** Start **

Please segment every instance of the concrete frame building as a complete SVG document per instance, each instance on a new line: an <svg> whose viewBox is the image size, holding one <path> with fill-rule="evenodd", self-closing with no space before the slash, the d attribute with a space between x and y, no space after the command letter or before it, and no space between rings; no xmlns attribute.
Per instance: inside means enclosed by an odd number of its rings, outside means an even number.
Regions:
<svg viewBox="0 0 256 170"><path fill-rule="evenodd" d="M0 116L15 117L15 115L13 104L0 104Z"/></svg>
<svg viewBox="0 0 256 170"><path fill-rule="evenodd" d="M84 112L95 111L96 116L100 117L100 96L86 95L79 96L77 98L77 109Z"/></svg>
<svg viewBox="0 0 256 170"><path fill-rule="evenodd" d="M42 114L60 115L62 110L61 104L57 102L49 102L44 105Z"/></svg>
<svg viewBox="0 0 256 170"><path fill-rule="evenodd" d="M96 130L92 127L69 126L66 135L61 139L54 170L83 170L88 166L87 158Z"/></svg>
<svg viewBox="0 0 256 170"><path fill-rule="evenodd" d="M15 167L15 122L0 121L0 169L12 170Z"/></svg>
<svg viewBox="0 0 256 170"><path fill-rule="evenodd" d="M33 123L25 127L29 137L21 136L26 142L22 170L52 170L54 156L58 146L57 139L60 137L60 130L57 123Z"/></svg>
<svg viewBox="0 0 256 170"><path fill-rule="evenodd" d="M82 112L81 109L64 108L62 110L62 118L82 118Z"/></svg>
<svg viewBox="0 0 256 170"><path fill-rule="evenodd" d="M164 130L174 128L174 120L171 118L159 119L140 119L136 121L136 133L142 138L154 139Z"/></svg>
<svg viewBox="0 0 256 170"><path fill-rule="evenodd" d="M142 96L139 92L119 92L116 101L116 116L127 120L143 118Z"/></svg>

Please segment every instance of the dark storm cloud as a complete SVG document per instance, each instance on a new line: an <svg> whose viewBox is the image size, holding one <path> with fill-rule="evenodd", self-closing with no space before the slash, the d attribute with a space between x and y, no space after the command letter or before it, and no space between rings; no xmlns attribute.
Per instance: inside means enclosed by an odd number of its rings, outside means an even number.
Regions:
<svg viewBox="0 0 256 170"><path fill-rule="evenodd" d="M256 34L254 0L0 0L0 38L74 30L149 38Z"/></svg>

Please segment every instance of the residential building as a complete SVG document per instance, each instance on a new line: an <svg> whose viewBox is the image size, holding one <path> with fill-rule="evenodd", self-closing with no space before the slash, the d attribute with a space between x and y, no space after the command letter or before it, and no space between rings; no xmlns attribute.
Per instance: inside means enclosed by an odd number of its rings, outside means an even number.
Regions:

** End **

-- REQUEST --
Please print all of the entries above word for word, keeping every line unchanged.

-- SOLUTION TO THIS PROBLEM --
Please segment every instance of the concrete frame building as a complete SVG document per instance, each instance on a new line: an <svg> whose viewBox is the image size, holding one <path> with fill-rule="evenodd", self-closing with no space before the slash, the d attribute with a space between x and y, no space after the command letter or before it, and no space between rings; no xmlns attribute.
Per instance: inside means enclosed by an odd number of its rings, outside means an even number.
Regions:
<svg viewBox="0 0 256 170"><path fill-rule="evenodd" d="M0 116L15 117L15 115L13 104L0 104Z"/></svg>
<svg viewBox="0 0 256 170"><path fill-rule="evenodd" d="M84 112L95 111L96 116L100 117L100 96L86 95L79 96L77 98L77 109Z"/></svg>
<svg viewBox="0 0 256 170"><path fill-rule="evenodd" d="M42 114L60 115L62 110L61 104L57 102L49 102L44 105Z"/></svg>
<svg viewBox="0 0 256 170"><path fill-rule="evenodd" d="M96 130L92 127L69 126L66 135L61 139L54 170L83 170L88 166L87 158Z"/></svg>
<svg viewBox="0 0 256 170"><path fill-rule="evenodd" d="M15 167L15 122L0 121L0 169L12 170Z"/></svg>
<svg viewBox="0 0 256 170"><path fill-rule="evenodd" d="M33 123L25 127L29 137L21 136L26 142L22 170L52 170L54 156L58 146L57 139L60 137L60 130L57 123Z"/></svg>
<svg viewBox="0 0 256 170"><path fill-rule="evenodd" d="M82 112L81 109L64 108L62 110L62 118L82 118Z"/></svg>
<svg viewBox="0 0 256 170"><path fill-rule="evenodd" d="M164 130L174 128L174 120L171 118L159 119L140 119L136 121L136 133L142 138L154 139Z"/></svg>
<svg viewBox="0 0 256 170"><path fill-rule="evenodd" d="M142 96L139 92L119 92L116 101L116 116L127 120L143 118Z"/></svg>

Please segment every instance of the dark storm cloud as a complete SVG document per instance, each instance on a new line: an <svg> whose viewBox is the image size, holding one <path> with fill-rule="evenodd", self-closing with no space before the slash, the d attribute with a space between x and y, no space after the command letter or before it, and no space between rings; no xmlns attribute.
Per instance: inside means enclosed by an odd number of its rings, outside means an even number.
Regions:
<svg viewBox="0 0 256 170"><path fill-rule="evenodd" d="M256 34L254 0L0 0L0 38L74 30L149 38Z"/></svg>

Please segment every instance of the residential building as a complete SVG document per instance, each instance on a new line: an <svg> whose viewBox is the image size, holding one <path> with fill-rule="evenodd", self-closing with no space before the slash, the d attribute with a space between x and y, no space after the command letter or before it, and no space between rings; no xmlns attribute.
Per instance: inside means enclosed by an odd number of its rings, outside means an even number.
Regions:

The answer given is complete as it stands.